>> Begin Material for the task
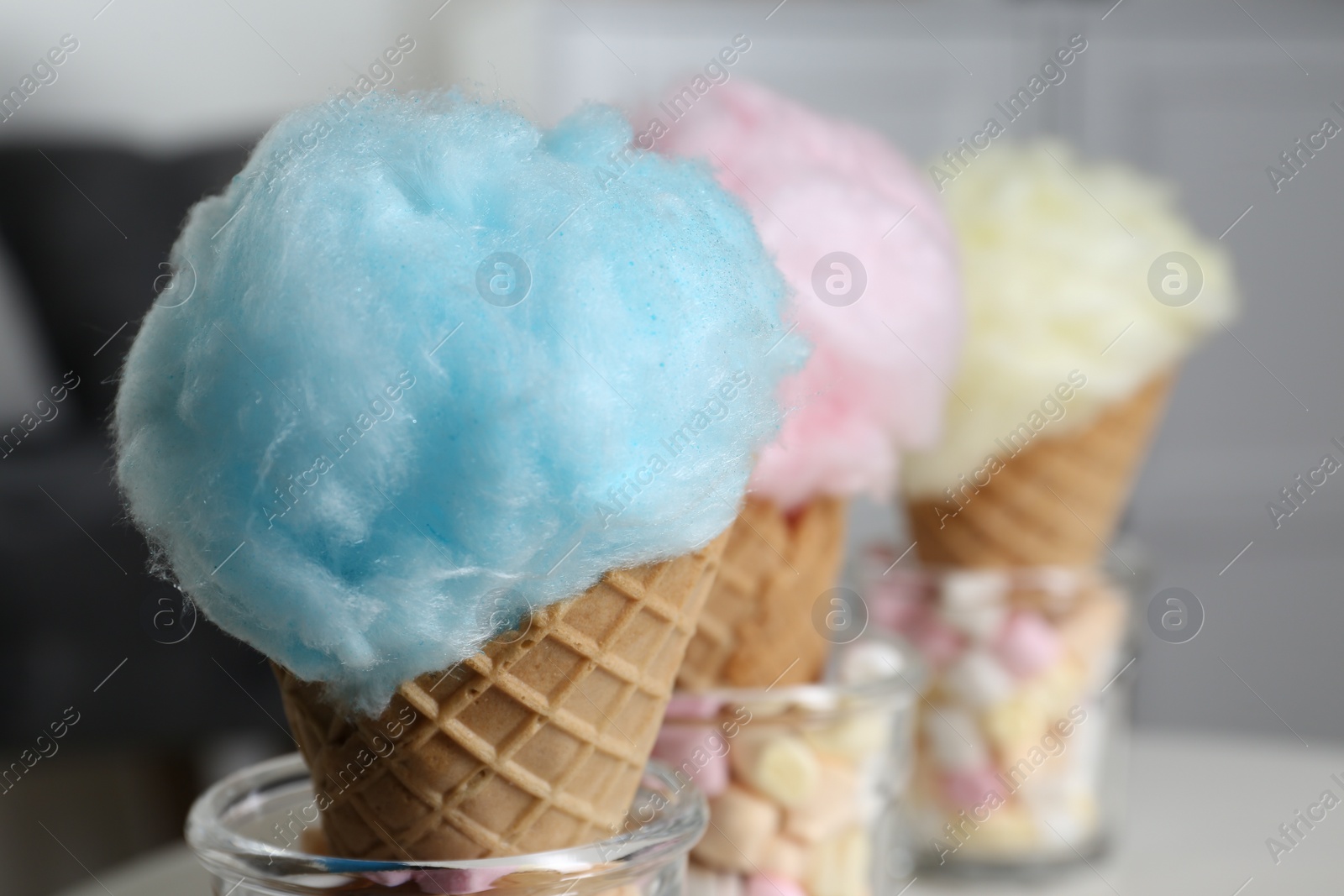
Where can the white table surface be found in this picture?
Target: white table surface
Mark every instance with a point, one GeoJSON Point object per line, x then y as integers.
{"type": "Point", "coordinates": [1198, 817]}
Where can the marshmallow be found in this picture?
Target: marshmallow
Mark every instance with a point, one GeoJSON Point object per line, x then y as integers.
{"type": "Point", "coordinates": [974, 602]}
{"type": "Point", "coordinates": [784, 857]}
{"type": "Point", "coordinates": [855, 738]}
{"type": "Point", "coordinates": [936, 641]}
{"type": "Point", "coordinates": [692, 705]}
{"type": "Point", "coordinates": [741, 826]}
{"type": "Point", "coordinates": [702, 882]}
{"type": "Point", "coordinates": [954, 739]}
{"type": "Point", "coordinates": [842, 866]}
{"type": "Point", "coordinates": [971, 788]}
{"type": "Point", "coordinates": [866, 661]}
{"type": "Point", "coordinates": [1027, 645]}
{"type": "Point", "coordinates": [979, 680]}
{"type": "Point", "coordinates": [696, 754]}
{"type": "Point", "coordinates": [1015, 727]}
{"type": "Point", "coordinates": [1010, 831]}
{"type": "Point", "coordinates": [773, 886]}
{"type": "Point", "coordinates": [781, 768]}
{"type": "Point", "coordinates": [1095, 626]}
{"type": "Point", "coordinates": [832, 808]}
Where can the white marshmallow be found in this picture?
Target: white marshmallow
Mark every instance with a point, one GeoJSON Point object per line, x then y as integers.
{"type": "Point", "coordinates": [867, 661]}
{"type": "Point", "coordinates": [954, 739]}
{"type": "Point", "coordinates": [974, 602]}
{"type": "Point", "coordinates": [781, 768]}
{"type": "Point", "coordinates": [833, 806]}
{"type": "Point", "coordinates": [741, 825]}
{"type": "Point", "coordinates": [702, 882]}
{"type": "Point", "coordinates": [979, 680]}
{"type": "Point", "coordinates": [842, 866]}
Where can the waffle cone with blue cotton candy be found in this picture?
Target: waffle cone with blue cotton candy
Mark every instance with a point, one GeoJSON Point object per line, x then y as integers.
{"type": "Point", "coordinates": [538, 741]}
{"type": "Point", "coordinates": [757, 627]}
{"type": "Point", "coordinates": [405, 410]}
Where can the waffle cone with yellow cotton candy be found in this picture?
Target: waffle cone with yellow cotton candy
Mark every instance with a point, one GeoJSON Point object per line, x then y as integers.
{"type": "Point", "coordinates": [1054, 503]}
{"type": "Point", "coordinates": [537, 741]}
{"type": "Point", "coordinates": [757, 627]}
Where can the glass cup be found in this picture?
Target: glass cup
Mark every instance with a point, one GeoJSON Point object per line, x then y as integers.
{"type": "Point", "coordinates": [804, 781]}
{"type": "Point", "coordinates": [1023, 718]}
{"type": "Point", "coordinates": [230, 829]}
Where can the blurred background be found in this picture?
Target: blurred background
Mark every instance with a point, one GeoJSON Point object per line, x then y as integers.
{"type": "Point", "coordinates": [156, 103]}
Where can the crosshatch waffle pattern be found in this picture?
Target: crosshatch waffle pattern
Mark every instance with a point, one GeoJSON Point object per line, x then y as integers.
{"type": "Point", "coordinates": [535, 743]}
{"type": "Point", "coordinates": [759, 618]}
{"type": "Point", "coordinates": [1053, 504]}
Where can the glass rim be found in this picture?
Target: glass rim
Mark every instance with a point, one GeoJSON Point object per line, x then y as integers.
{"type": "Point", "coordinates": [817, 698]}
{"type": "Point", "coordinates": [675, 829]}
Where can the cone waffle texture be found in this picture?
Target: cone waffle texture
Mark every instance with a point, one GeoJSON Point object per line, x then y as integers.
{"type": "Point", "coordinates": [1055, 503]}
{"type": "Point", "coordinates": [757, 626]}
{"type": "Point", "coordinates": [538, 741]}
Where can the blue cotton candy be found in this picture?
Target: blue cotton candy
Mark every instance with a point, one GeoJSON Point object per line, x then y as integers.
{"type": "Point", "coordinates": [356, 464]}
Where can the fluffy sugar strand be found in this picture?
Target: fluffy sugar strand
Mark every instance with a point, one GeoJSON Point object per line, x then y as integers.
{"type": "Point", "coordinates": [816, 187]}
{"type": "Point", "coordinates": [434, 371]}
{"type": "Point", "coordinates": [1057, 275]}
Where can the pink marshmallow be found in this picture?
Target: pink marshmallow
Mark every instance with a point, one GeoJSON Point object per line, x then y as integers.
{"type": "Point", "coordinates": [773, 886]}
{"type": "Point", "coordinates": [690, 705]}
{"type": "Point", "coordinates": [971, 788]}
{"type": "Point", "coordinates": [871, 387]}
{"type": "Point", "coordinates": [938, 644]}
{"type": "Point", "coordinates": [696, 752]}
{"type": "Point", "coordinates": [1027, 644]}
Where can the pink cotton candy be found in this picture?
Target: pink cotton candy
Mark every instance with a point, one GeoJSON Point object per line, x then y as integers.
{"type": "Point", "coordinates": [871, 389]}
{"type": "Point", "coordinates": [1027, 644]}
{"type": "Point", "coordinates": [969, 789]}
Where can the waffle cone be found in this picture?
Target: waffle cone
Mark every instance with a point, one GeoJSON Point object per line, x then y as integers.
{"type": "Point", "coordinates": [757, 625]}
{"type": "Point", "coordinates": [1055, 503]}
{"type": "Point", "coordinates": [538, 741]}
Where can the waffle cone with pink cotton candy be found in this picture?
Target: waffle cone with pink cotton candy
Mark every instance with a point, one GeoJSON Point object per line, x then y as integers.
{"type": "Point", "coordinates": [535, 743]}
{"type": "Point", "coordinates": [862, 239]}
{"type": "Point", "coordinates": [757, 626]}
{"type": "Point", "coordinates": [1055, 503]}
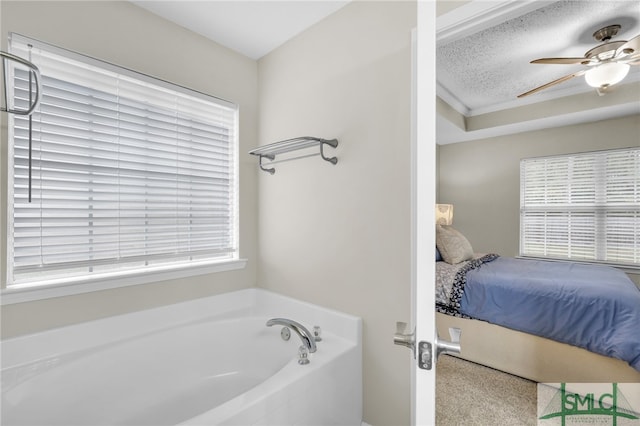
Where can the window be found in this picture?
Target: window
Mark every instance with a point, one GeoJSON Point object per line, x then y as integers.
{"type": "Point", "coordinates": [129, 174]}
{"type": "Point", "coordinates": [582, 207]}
>> End Material for the task
### [Given problem]
Restate word for word, please, the line containing "Where can the waffle cone with pink" and all lines after it through the end of the material; the pictures do not belong in the copy.

### [Output]
Where can the waffle cone with pink cotton candy be found in this picture?
Target: waffle cone with pink cotton candy
Mark every instance with a point, one GeoJSON Point object per line, x then y as integers.
{"type": "Point", "coordinates": [535, 743]}
{"type": "Point", "coordinates": [862, 239]}
{"type": "Point", "coordinates": [757, 626]}
{"type": "Point", "coordinates": [1055, 503]}
Where can the window be found in this picture?
Target: window
Mark every instance with a point, one GeoJSON Point object per line, x then y as integers.
{"type": "Point", "coordinates": [129, 174]}
{"type": "Point", "coordinates": [582, 207]}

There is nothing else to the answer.